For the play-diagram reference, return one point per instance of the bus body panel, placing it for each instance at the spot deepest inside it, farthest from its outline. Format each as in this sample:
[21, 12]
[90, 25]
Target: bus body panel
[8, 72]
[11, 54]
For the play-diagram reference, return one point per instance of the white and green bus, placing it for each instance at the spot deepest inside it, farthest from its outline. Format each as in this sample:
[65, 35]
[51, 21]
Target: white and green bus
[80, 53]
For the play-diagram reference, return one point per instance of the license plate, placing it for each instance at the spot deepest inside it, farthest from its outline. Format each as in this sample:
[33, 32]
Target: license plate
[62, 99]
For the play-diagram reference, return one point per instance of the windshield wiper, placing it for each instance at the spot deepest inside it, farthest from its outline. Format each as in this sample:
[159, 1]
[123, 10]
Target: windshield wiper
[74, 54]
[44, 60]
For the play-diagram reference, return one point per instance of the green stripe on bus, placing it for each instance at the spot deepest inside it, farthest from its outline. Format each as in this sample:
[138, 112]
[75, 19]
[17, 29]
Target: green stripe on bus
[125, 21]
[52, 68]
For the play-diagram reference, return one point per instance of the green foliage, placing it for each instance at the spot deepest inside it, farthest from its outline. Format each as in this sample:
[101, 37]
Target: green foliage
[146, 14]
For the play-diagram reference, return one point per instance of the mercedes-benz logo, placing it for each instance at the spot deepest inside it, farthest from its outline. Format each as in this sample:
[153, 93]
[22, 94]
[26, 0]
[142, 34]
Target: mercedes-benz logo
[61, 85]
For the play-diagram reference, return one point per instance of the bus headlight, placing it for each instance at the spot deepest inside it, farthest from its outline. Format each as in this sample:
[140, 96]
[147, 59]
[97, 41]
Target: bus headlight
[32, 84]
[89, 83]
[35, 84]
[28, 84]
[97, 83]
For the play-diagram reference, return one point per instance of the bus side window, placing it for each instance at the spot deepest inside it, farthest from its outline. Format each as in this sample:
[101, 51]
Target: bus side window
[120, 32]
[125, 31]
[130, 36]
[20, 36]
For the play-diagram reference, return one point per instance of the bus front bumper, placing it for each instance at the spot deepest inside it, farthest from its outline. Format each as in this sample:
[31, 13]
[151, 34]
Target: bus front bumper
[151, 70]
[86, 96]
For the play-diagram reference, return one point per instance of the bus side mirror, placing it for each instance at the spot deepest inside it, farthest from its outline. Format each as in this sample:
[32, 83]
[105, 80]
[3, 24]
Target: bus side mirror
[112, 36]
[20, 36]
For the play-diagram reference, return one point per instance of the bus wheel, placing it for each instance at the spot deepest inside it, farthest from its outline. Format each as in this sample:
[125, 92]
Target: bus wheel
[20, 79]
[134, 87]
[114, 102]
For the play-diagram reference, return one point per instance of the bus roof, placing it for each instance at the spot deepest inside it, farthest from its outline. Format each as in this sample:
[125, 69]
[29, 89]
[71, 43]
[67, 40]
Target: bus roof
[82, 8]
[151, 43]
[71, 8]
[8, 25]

####

Whatever appears in the listing above, write it down again exactly.

For the play-diagram reference, return one point per instance of the bus body panel, placing it for each instance at the spot deepest inside it, farthest from its outline. Format each as in this sample:
[21, 12]
[90, 25]
Target: bus body panel
[8, 72]
[11, 54]
For the play-diagram reference, return one point per instance of the white and green bus, placing it for each instance at the spot deepest inside it, farthest from its outline. Format each as in this sample:
[65, 35]
[51, 21]
Target: white and green bus
[80, 53]
For the play-diagram reference, return one point per instance of the license plate, placing it for each instance at the spot deepest inside it, farthest from its outline. Format each as in this sample:
[33, 32]
Target: license plate
[62, 99]
For the play-diagram reference, return one point per instance of the windshield wiper, placing it for each instance at the spot deepest inside it, farthest from its outline. Format each as in this sample:
[159, 1]
[123, 10]
Target: windshield wiper
[74, 54]
[44, 60]
For the play-diagram reference, return one point per instance of the green stripe on bus, placing it for each instance at the spot deepest inside it, farthest from its outline. Format each as in this sample:
[138, 112]
[75, 19]
[17, 29]
Target: green stripe on bus
[125, 21]
[52, 68]
For the play-diagram reference, return one point per instance of the green foliage, placing it for each instance at the spot deepest inside it, farthest from its outline. Format each as in this sample:
[101, 37]
Target: green foliage
[146, 14]
For the play-diagram reference, return one point per instance of the mercedes-benz logo, placing it for each instance at the spot deepest inside it, farthest from its outline. Format each as in this sample:
[153, 93]
[22, 94]
[26, 0]
[142, 34]
Target: mercedes-benz logo
[61, 85]
For the play-diagram reference, return one point per instance of the bus headlight, placing it for each instance at the spot deepest inside it, farthest from its outline. Format each as in this sample:
[140, 96]
[147, 59]
[97, 41]
Target: bus headlight
[32, 84]
[89, 83]
[35, 84]
[28, 84]
[97, 83]
For the play-diagram reference, return one point per instance of the bus side window, placing it for each instance at the spot deepest inside it, farthest from its outline. Format each as in this sample:
[101, 51]
Target: bus side window
[120, 32]
[125, 31]
[130, 36]
[20, 36]
For the play-diagram reference, return one point per instance of the bus front bumper, placing it for each instance at the spot deepest inside it, farthest from its outline. Format each as in this sample:
[31, 13]
[151, 34]
Target: bus front bumper
[151, 70]
[86, 96]
For the play-diagram reference, return one point per instance of the bus side mirror, placing it for each instance at the spot deepest inside it, farthest from its outline. Format each as in this sample:
[32, 83]
[105, 80]
[3, 24]
Target: bus side mirror
[112, 36]
[20, 36]
For the play-diagram reference, return one point per instance of the bus wheel, placing it for each instance at the spot deepest inside it, farthest from its outline. Format each as in this sample:
[125, 92]
Target: bus wheel
[20, 79]
[134, 87]
[114, 102]
For the play-diagram reference, return one point per instance of the bus roof, placing it for each instance at the spot deepest inside it, farthest from its outline. Format each as in this sample:
[125, 69]
[29, 89]
[71, 43]
[67, 40]
Target: bus roof
[82, 8]
[151, 43]
[71, 8]
[8, 25]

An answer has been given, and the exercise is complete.